**What you are asked to do**
Can you scale the rows from the line containing "Practice. Pick out the bright" through the last row, both ends included, and give back only those lines? Multiply every answer coordinate by 0.25 and round to whole numbers, halves up, while leaving the requests and their sample coordinates unchanged.

━━━━━━━━━━━━━━━━

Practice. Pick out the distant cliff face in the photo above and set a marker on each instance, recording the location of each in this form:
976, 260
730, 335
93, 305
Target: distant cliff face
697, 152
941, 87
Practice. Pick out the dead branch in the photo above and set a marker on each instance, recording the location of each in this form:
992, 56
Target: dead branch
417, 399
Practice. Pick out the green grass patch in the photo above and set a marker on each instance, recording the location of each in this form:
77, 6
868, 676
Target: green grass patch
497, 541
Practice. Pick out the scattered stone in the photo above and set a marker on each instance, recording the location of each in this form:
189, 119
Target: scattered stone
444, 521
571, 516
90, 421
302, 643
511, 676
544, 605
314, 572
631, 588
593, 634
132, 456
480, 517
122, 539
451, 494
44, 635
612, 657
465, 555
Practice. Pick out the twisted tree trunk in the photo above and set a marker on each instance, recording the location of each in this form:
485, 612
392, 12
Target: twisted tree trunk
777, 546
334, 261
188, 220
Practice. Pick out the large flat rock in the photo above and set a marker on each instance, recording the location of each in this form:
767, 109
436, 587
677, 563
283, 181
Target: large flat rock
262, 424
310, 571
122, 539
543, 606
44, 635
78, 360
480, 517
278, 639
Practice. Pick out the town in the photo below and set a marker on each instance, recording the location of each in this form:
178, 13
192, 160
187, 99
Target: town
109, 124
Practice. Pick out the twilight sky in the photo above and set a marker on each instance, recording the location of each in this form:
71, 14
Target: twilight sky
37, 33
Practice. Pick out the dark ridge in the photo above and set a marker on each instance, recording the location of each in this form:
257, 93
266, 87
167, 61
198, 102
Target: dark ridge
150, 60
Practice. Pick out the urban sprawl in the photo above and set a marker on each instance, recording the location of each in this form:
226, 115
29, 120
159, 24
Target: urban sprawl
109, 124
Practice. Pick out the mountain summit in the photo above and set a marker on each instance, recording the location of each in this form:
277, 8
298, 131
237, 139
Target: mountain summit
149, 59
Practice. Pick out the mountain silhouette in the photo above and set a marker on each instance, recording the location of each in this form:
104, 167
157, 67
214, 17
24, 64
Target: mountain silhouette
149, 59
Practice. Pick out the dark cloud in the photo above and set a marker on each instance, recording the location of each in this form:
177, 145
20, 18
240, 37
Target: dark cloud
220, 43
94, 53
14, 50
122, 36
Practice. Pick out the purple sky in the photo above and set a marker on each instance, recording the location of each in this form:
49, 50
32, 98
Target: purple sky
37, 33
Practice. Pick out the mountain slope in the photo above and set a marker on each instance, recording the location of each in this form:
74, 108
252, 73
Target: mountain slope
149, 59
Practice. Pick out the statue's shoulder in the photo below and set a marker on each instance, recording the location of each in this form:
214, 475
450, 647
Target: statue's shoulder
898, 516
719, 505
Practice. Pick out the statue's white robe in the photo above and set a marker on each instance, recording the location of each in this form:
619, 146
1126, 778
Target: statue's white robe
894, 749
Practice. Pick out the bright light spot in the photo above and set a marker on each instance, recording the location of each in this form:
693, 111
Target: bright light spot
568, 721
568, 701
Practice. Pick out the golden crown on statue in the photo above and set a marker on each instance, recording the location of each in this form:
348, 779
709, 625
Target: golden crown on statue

━━━━━━━━━━━━━━━━

**Reply to the exercise**
Practice. Pick out the bright light spot in the photo above and set a marker on each instance, recording the location of each in this form:
693, 111
Target: bright light spot
142, 180
142, 175
Practice. Pick out the golden crown on statue in the photo above and set a marker on each instance, recording the location of each in this form:
348, 779
709, 625
Target: golden crown on statue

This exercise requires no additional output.